> **INSTRUCTIONS FOR THE TASK**
Can you give every one of the items below as a numbered list, with blank lines left out?

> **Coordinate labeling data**
* begin *

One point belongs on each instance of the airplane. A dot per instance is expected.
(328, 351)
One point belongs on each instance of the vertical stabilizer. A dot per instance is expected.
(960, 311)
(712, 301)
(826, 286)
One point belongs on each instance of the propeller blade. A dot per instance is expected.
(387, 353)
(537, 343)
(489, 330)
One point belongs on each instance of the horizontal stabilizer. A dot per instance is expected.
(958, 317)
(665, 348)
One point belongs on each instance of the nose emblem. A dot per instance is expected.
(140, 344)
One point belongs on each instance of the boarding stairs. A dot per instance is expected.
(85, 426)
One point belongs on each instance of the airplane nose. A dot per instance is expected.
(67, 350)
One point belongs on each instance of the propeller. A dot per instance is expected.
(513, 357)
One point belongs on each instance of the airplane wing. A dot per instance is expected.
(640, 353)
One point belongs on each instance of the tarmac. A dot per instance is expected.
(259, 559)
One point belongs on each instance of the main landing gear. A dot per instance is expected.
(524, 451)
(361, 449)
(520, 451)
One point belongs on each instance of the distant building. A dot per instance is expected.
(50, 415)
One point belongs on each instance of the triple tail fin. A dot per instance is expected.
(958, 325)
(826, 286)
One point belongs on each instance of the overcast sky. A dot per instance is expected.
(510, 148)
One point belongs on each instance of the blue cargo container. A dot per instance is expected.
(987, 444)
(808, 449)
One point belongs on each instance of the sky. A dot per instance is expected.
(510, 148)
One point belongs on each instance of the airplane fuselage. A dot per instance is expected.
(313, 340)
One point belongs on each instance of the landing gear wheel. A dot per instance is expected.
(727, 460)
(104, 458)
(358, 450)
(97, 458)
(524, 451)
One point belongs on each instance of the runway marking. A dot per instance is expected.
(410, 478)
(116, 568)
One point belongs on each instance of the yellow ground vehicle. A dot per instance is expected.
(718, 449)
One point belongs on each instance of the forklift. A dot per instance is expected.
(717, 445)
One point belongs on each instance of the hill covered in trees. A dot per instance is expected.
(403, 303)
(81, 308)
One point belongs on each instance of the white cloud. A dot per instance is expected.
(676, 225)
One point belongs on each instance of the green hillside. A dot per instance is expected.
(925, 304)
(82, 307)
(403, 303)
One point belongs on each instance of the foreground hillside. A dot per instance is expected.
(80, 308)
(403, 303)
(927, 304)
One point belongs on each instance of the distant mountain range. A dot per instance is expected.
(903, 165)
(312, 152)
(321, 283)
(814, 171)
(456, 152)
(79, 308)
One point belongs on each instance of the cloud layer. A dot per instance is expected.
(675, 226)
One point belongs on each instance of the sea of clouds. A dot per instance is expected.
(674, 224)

* end *

> **COMPLETE RESPONSE**
1. One point belongs on each instance of the airplane. A dot per instance is expected.
2. (328, 351)
3. One point belongs on each instance of the vertical stabilizer. A dot per instance is expected.
4. (960, 311)
5. (712, 301)
6. (826, 286)
7. One point belongs on each instance of the propeller blade. A dot per instance is expected.
8. (387, 353)
9. (537, 343)
10. (489, 330)
11. One point belongs on each instance of the horizontal stabilizer. A dot per instance is expected.
12. (958, 317)
13. (665, 348)
14. One point belongs on each instance of the nose emblem. A dot per instance is expected.
15. (140, 344)
16. One point belongs on each instance of the boarding stairs. A dot per instance is expected.
17. (85, 426)
18. One point belongs on each instance of the airplane nose. A dot per instance is expected.
19. (67, 350)
20. One point belongs on each instance of the propeller. A dot per instance is expected.
21. (513, 357)
22. One point belongs on each instance of the airplane wing. A dot per instance is expected.
23. (640, 353)
24. One point belongs on each instance of the tarmac. A dot per instance is expected.
25. (259, 559)
26. One point belongs on each instance of the main landing gear. A dot per instance is expected.
27. (524, 451)
28. (361, 449)
29. (520, 451)
30. One point belongs on each instance of the distant building. A dot per instance is expected.
31. (50, 415)
32. One point belongs on each instance of the triple tail fin. A dot per instance is expected.
33. (958, 325)
34. (826, 286)
35. One point belongs on each instance of the overcast sky. A dot per instance is expected.
36. (510, 148)
37. One point belongs on each instance of the blue cargo container. A dot per instance is expected.
38. (987, 444)
39. (808, 449)
40. One point belongs on each instance of the sky. A dot per instance is expected.
41. (510, 148)
42. One point belongs on each instance of the airplane fuselage. A dot per instance is expected.
43. (313, 340)
44. One point belongs on each instance of the landing gear wheel. A dot per instance is expected.
45. (727, 460)
46. (104, 458)
47. (358, 450)
48. (97, 458)
49. (524, 451)
50. One point belongs on each instance of the runway marking. A dot per instance is expected.
51. (410, 478)
52. (116, 568)
53. One point belongs on each instance of the yellow ground vehicle. A dot per instance is expected.
54. (718, 449)
55. One point belongs on each instance of the forklift. A dot per instance is expected.
56. (717, 445)
57. One point belongs on each instance of the hill covered in trees. A dot per instance is expected.
58. (403, 303)
59. (81, 308)
60. One point belongs on each instance of the white cloud. A dot per instance is expected.
61. (676, 225)
62. One point belongs on each instance of the green hillside. A dot per instance is expected.
63. (925, 304)
64. (82, 307)
65. (403, 303)
66. One point belongs on each instance of the foreground hillside. A dot per instance is expected.
67. (80, 308)
68. (403, 303)
69. (927, 304)
70. One point belongs on each instance of the distant mountain range. A dot per instance is expected.
71. (903, 165)
72. (312, 152)
73. (321, 283)
74. (814, 171)
75. (456, 152)
76. (79, 308)
77. One point belongs on each instance of the cloud layer. A dot per instance is expected.
78. (675, 226)
79. One point belongs on each instance of the sea of clouds. A dot per instance is expected.
80. (674, 224)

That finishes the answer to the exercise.